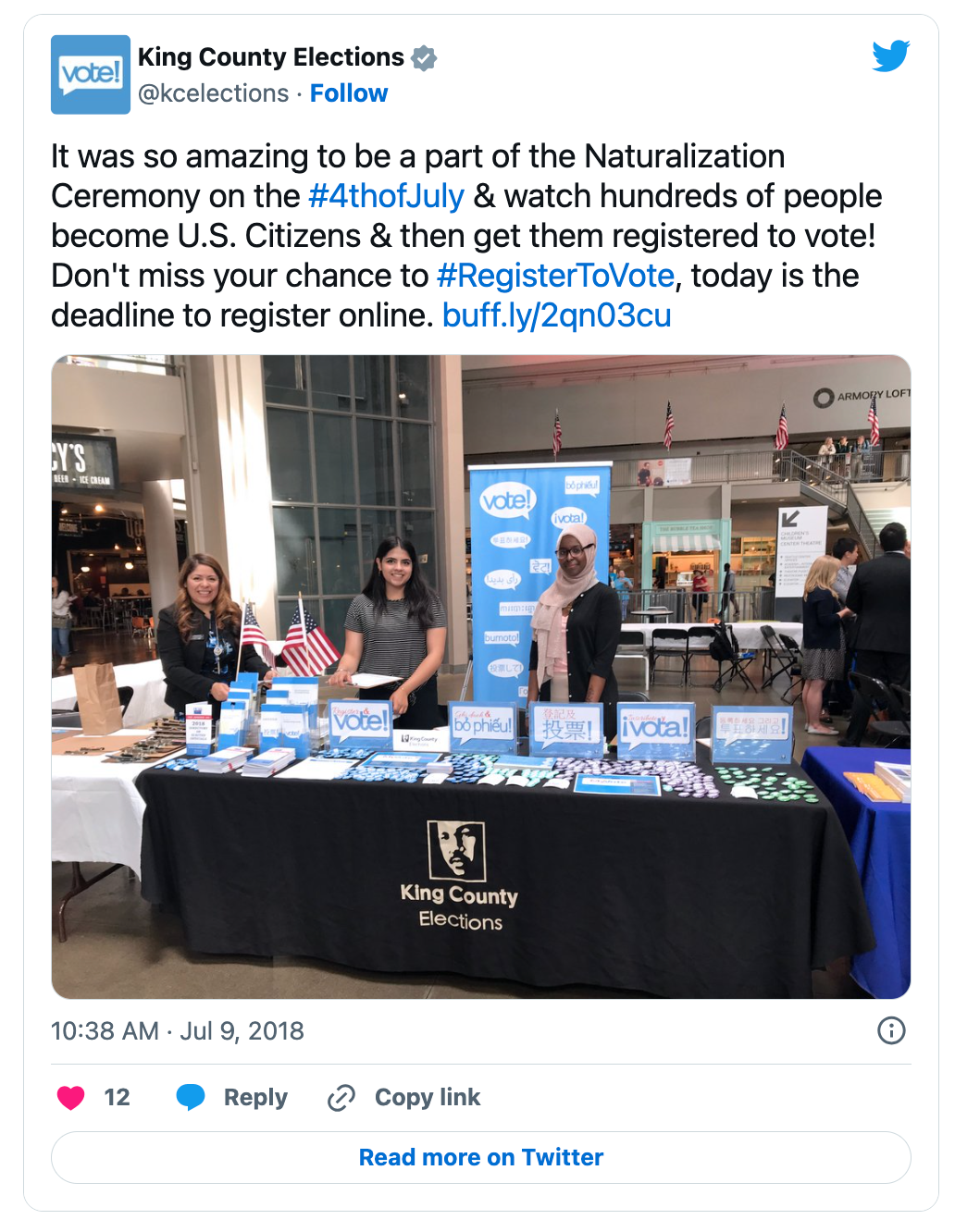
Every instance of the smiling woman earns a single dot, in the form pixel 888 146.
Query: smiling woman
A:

* * *

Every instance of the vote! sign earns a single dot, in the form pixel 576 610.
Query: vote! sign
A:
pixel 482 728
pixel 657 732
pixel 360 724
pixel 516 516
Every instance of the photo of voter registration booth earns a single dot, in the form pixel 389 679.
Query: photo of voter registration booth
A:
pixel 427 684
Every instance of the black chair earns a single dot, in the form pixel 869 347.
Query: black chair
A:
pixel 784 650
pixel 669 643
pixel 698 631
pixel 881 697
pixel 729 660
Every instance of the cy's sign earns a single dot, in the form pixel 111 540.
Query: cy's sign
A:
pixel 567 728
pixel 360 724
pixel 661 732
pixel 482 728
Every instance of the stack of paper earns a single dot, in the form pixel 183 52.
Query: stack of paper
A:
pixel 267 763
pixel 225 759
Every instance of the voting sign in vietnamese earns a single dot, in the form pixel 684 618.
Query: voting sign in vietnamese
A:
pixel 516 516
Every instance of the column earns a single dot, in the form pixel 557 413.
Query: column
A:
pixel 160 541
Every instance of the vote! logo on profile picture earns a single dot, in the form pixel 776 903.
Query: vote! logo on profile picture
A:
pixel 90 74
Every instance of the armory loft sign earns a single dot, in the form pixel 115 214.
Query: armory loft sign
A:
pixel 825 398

## THE TASK
Reproduce the stretch of records from the line containing "Every instance of the stack" through the line containing "pixel 825 398", both included, without changing a character.

## THE ANSWER
Every instance of the stack of paper earns a single dot, in the form pixel 183 52.
Query: stack of paper
A:
pixel 267 763
pixel 225 759
Every instance of the voting sign in vietnamese earns a single dot, in the form pixel 684 618.
Query: voting sign in vietnamese
A:
pixel 516 516
Every instance of the column earns a single dot, in the form pixel 557 413.
Query: column
A:
pixel 160 541
Every instance of the vote! logo on profile picture earns a single dot, in the form pixel 776 903.
Query: vote! logo on profile picture
A:
pixel 90 74
Every instance of the armory loft sign earns a single dot, in the form pixel 115 214.
Query: armory loft sign
A:
pixel 825 398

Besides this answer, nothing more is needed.